▶ **Texte extrait**:

= = = = = = =

Il n’y a pas eu d’avertissement, pas de coups de feu tirés en l’air. C’était tout simplement une embuscade. Ça tirait de tous les côtés, avec des fusils automatiques. Les forces de sécurité étaient positionnées dans les champs le long de la route et sur les toits des immeubles. Ils prenaient les gens délibérément pour cible. La plupart des blessures ont été faites à la tête et à la poitrine.

Deux hommes de Tafas ont été tués à cet endroit : Muhammad Aiman Baradan, âgé de 22 ans, et Ziad Hreidin, 38 ans. Ziad était juste à côté de moi quant un tir de sniper l’a touché à la tête. Il est mort sur le coup. En tout, 62 personnes ont été tuées et plus d’une centaine ont été blessées, j’ai aidé à les transporter à l’hôpital de Tafas.

Les autorités syriennes ont accusé à maintes reprises les manifestants à Deraa d’avoir déclenché les violences et les ont accusés d’attaques contre les forces de sécurité. Tous les témoignages recueillis par Human Rights Watch indiquent toutefois que les manifestations étaient dans la plupart des cas pacifiques.

Human Rights Watch a documenté plusieurs incidents au cours desquels, en réaction aux meurtres de manifestants, des habitants de Deraa ont recouru à la violence, brûlant des voitures et des bâtiments, et tuant des membres des forces de sécurité. Human Rights Watch a déclaré que ces incidents devraient faire l’objet de plus amples investigations, mais qu’ils ne justifiaient en aucune façon l’usage massif et systématique de la force létale contre les manifestants.

= = = = = = =

▶ **Lignes fournies**:

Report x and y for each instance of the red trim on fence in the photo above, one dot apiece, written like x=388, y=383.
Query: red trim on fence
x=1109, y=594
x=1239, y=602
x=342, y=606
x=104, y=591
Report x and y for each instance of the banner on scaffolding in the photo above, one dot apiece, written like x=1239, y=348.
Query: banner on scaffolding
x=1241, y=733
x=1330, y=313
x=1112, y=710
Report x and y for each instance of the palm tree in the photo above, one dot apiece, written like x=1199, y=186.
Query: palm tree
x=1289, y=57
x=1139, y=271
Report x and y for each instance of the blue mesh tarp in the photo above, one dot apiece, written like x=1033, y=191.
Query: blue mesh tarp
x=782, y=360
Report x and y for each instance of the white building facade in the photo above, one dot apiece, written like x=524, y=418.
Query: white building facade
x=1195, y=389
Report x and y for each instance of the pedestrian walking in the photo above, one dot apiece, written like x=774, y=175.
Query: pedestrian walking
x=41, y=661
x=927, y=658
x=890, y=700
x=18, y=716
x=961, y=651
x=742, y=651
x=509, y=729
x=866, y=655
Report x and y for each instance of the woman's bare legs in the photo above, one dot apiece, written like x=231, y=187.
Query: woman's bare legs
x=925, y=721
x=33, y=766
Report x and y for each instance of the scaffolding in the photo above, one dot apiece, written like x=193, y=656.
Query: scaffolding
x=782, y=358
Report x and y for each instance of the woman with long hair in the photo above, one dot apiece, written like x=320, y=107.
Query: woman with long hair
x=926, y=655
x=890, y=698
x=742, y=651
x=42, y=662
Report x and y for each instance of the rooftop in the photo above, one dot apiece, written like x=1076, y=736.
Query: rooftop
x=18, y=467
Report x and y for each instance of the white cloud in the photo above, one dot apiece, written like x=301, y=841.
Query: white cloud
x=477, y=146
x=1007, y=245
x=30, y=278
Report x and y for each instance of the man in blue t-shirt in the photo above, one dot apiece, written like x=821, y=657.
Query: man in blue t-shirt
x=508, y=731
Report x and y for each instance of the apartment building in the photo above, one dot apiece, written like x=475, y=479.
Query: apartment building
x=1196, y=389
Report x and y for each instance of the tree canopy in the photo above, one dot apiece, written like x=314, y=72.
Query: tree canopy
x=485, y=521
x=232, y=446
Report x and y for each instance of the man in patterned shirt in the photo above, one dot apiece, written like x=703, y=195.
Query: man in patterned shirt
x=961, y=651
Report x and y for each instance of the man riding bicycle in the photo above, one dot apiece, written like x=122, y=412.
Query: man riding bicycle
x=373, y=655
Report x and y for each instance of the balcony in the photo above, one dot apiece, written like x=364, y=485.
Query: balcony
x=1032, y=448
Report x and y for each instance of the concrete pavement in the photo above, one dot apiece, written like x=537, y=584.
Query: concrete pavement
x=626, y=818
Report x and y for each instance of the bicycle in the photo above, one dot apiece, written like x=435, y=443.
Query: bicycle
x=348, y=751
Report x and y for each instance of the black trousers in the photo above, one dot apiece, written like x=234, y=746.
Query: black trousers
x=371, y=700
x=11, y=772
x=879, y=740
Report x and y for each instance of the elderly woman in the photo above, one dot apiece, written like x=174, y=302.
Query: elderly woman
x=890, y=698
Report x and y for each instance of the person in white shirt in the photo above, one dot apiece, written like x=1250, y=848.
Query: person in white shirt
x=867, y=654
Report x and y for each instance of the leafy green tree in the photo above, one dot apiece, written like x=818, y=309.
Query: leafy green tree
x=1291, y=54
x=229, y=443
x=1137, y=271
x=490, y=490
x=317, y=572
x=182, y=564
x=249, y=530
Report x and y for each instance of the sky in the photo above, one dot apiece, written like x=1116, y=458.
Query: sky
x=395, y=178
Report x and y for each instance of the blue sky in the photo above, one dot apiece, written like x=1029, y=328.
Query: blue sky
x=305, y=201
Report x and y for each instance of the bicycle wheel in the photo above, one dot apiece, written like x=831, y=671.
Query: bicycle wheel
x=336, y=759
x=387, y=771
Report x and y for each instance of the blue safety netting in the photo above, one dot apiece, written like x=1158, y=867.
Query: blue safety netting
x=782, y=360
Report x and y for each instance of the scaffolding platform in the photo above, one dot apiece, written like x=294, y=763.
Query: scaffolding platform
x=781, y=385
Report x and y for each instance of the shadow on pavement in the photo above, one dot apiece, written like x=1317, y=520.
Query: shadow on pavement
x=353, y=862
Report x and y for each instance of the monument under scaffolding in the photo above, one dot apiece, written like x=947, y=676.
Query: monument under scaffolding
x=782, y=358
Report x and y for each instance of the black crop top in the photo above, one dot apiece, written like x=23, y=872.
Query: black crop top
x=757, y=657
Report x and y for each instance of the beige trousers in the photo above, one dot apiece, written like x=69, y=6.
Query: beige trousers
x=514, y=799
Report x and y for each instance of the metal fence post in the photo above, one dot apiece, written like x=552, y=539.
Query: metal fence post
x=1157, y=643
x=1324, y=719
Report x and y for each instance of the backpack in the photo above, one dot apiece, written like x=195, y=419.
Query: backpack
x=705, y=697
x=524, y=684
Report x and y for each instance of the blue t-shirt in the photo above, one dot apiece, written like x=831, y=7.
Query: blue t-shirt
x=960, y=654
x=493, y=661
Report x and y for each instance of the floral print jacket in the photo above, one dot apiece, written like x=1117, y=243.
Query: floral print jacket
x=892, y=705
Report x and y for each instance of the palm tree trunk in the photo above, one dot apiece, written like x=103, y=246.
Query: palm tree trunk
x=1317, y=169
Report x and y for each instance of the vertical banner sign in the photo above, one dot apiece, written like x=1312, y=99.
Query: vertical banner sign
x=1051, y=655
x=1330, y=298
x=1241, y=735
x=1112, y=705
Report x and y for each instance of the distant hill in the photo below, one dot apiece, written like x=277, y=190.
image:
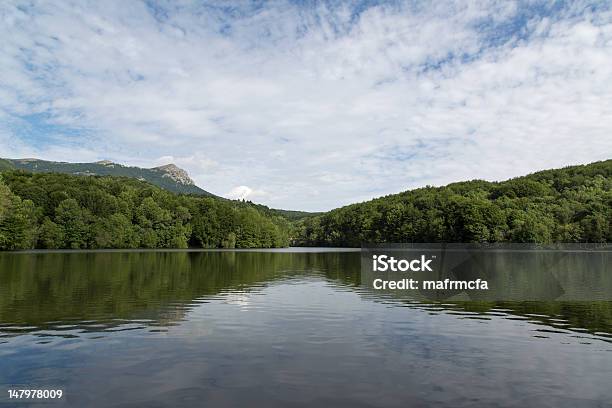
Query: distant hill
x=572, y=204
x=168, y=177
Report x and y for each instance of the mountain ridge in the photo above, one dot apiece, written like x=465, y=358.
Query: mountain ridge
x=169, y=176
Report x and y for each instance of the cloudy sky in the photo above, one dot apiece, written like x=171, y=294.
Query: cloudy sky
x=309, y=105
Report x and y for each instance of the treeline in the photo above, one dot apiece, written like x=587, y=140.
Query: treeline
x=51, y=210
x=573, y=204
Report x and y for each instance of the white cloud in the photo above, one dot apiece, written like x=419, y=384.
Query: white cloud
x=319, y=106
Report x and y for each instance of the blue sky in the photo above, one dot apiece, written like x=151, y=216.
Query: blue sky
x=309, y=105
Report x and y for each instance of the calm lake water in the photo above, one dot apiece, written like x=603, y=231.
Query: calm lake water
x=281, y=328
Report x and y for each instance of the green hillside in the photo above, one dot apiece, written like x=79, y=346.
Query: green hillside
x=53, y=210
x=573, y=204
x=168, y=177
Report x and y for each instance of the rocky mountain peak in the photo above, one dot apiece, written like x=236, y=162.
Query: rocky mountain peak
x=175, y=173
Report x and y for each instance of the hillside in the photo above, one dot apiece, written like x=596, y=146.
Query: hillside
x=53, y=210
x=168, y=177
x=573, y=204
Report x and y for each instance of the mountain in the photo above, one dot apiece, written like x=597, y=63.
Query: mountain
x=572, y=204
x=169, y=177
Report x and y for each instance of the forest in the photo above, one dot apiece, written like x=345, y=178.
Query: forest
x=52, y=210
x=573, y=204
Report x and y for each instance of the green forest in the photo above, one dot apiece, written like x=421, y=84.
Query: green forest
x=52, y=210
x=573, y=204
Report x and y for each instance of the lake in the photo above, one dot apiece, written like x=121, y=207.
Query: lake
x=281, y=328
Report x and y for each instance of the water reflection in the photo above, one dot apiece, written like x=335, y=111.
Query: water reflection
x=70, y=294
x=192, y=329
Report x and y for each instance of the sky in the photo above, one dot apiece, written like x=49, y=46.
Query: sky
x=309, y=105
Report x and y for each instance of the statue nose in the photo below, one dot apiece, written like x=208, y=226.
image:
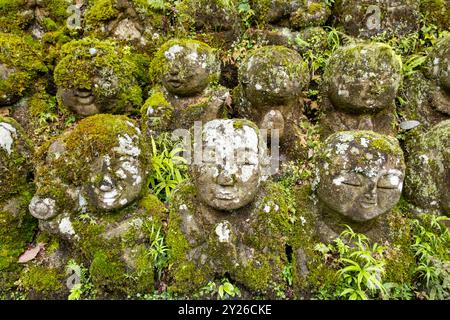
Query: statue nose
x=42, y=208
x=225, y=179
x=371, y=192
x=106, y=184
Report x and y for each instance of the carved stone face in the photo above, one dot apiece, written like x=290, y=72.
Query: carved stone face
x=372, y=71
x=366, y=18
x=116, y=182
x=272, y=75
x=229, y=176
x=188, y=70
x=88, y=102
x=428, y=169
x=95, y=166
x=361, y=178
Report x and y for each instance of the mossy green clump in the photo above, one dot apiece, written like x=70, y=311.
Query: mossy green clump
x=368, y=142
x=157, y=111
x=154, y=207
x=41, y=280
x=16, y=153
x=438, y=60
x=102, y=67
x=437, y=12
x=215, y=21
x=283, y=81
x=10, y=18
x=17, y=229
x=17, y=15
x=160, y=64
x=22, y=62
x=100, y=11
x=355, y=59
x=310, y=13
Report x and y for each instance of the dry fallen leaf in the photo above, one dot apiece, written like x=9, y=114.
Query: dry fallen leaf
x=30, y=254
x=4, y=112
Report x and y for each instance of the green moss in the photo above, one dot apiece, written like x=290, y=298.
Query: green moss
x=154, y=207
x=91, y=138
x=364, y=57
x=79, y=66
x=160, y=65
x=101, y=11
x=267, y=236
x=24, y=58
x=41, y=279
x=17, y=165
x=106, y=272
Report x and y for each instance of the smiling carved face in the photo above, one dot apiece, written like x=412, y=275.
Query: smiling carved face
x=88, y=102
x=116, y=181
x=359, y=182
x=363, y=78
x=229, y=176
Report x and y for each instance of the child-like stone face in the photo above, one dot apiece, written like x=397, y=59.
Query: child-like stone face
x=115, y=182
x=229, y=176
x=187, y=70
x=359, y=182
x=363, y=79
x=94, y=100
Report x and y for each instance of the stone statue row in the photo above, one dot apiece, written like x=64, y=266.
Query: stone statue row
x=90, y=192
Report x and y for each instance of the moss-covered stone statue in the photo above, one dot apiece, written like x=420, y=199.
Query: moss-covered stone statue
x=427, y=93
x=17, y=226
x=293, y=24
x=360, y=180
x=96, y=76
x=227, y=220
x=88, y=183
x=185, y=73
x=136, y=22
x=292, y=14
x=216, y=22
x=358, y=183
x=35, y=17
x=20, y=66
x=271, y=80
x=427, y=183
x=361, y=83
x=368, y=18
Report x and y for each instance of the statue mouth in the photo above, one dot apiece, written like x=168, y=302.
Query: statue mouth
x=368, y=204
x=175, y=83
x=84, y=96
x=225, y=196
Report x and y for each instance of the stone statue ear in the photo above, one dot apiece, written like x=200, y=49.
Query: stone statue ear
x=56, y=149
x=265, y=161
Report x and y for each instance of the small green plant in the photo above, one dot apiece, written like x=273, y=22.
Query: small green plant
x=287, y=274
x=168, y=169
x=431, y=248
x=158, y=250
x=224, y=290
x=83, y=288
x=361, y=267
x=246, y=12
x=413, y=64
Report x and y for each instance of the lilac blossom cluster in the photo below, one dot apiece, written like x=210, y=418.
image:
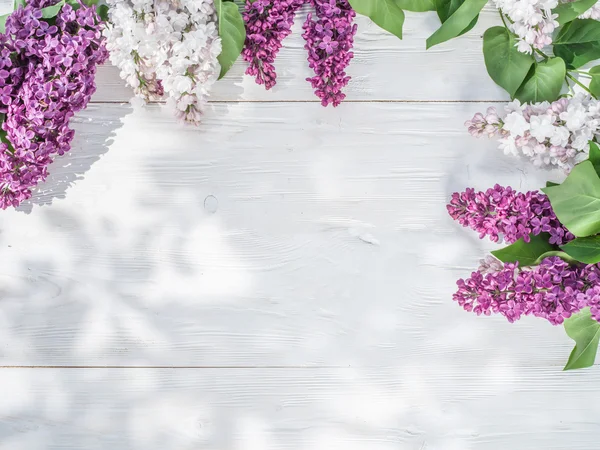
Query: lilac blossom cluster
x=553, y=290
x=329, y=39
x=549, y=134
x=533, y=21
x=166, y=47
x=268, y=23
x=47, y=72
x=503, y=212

= = = = = = =

▶ **Travail demandé**:
• A. Répondez aux questions suivantes d'après le texte sur Deraa :
(i) Où les forces de sécurité étaient-elles positionnées ?
(ii) Quel âge avait Ziad Hreidin ?
(iii) Selon tous les témoignages recueillis par Human Rights Watch, comment étaient les manifestations dans la plupart des cas ?
• B. Recopiez, s'il vous plaît, le passage du texte sur Deraa qui commence par « Il n’y a pas » et se termine par « à la poitrine. ».

▶ **Résultats obtenus**:
• A.
(i) Dans les champs le long de la route et sur les toits des immeubles.
(ii) 38 ans.
(iii) Pacifiques.

• B.
Il n’y a pas eu d’avertissement, pas de coups de feu tirés en l’air. C’était tout simplement une embuscade. Ça tirait de tous les côtés, avec des fusils automatiques. Les forces de sécurité étaient positionnées dans les champs le long de la route et sur les toits des immeubles. Ils prenaient les gens délibérément pour cible. La plupart des blessures ont été faites à la tête et à la poitrine.